#### Activity:
Your output is to consist only of the line containing "Objective: one point per instance of the stone" and the lines after it, through the end of the data, reproduced exactly.

#### Information given:
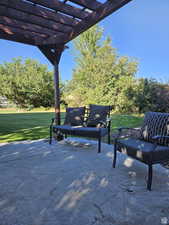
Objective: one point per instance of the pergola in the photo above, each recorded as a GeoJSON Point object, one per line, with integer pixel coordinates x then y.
{"type": "Point", "coordinates": [51, 24]}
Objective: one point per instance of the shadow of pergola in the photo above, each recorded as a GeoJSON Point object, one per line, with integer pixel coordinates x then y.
{"type": "Point", "coordinates": [63, 184]}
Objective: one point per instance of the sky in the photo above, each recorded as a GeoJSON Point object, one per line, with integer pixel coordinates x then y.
{"type": "Point", "coordinates": [139, 30]}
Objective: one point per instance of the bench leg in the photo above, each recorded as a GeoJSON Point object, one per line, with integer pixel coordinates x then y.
{"type": "Point", "coordinates": [115, 155]}
{"type": "Point", "coordinates": [150, 176]}
{"type": "Point", "coordinates": [99, 145]}
{"type": "Point", "coordinates": [50, 138]}
{"type": "Point", "coordinates": [109, 137]}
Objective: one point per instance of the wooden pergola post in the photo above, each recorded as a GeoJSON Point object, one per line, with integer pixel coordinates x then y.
{"type": "Point", "coordinates": [50, 25]}
{"type": "Point", "coordinates": [56, 85]}
{"type": "Point", "coordinates": [54, 55]}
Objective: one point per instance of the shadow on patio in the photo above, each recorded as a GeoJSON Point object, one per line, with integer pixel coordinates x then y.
{"type": "Point", "coordinates": [65, 185]}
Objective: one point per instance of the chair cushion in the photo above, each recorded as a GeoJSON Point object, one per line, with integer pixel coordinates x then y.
{"type": "Point", "coordinates": [97, 113]}
{"type": "Point", "coordinates": [155, 123]}
{"type": "Point", "coordinates": [92, 132]}
{"type": "Point", "coordinates": [74, 116]}
{"type": "Point", "coordinates": [143, 151]}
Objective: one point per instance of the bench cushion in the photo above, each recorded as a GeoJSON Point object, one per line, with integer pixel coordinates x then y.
{"type": "Point", "coordinates": [92, 132]}
{"type": "Point", "coordinates": [74, 116]}
{"type": "Point", "coordinates": [155, 123]}
{"type": "Point", "coordinates": [142, 150]}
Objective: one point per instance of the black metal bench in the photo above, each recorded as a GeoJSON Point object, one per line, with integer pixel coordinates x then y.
{"type": "Point", "coordinates": [92, 122]}
{"type": "Point", "coordinates": [149, 144]}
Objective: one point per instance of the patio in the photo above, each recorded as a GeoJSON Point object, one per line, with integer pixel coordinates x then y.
{"type": "Point", "coordinates": [62, 184]}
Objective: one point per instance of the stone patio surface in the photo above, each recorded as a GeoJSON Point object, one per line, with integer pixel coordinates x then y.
{"type": "Point", "coordinates": [62, 184]}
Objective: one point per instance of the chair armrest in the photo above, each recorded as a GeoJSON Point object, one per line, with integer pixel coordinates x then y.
{"type": "Point", "coordinates": [157, 137]}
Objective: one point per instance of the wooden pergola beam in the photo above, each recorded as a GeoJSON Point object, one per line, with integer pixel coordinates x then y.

#### Task response:
Objective: one point per instance of the stone patio surface in the photo above, each recorded as a GeoJSON Point object, one per line, with integer pixel coordinates x then y.
{"type": "Point", "coordinates": [62, 184]}
Objective: one point per instance of the chair armrest in the photo above, each recorded as a GeoJSON Point object, one per line, with integer pixel coordinates x then y.
{"type": "Point", "coordinates": [157, 137]}
Objective: one point per instance of the wooden pergola beam in the photo above, each recorded as a GeoJSON Point object, one per line, with integer pixel coordinates x then y.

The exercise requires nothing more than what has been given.